SET TASK:
Reproduce the records from the line containing "of the concrete" through the end of the records, inclusive, replacing "photograph" with "image" and leaving everything else unchanged.

ITEMS:
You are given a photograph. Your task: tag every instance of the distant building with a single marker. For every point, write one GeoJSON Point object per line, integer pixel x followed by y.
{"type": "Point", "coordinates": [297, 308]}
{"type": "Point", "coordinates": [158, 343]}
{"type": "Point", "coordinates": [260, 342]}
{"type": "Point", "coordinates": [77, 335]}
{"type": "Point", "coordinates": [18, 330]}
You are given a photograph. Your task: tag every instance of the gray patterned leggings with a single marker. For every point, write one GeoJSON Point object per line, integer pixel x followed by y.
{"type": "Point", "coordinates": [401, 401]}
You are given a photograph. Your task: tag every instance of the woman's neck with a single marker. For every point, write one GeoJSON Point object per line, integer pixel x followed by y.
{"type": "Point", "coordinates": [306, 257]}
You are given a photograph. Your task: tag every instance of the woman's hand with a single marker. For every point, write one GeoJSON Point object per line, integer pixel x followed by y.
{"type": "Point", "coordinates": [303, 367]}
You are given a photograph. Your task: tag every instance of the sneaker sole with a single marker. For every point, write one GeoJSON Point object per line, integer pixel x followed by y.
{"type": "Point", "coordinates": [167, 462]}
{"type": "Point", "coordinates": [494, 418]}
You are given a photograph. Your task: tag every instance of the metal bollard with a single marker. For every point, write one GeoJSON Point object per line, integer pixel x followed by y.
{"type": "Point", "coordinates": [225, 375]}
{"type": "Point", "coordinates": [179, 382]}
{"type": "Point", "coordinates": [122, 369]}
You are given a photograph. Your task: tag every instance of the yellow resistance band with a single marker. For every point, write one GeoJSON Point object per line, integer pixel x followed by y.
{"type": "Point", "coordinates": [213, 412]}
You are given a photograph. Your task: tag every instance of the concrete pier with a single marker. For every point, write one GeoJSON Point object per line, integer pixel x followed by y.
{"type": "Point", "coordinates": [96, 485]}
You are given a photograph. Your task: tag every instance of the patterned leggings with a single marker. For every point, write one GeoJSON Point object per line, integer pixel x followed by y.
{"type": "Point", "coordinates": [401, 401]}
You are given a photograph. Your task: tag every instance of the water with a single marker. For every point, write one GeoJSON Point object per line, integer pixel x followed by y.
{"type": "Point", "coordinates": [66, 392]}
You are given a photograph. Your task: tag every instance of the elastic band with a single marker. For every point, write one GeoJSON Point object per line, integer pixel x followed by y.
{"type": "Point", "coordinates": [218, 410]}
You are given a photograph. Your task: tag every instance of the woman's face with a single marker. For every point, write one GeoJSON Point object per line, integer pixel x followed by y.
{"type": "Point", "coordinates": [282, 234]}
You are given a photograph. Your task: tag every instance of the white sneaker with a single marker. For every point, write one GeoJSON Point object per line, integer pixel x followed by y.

OUTPUT OF THE TASK:
You are given a image. Your task: tag every instance of the concrete pier with a single marker. For every point, write one GeoJSON Point object per line, integer pixel x followed by y.
{"type": "Point", "coordinates": [96, 485]}
You are given a image. Your task: tag every instance of the patterned leggings with a single marker. For every point, write one GeoJSON Point object per line, integer pixel x followed by y.
{"type": "Point", "coordinates": [401, 401]}
You are given a image. Your task: tag every instance of the water with a single marker. For every point, write one GeoJSON Point object per line, integer pixel x followed by y.
{"type": "Point", "coordinates": [66, 392]}
You are given a image. Your task: tag every instance of the elastic band with a single marker. For every point, write one GeoJSON Point object per line, integer pixel x followed by y.
{"type": "Point", "coordinates": [218, 410]}
You are given a image. Your task: tag every instance of the woman's face with a single marker. For every point, write one GeoJSON Point object per line, integer pixel x followed by y.
{"type": "Point", "coordinates": [282, 234]}
You are given a image. Your task: tag every instance of the white sneaker with a single marker. For every point, write one GeoJSON Point object per line, integer pixel x followed by y.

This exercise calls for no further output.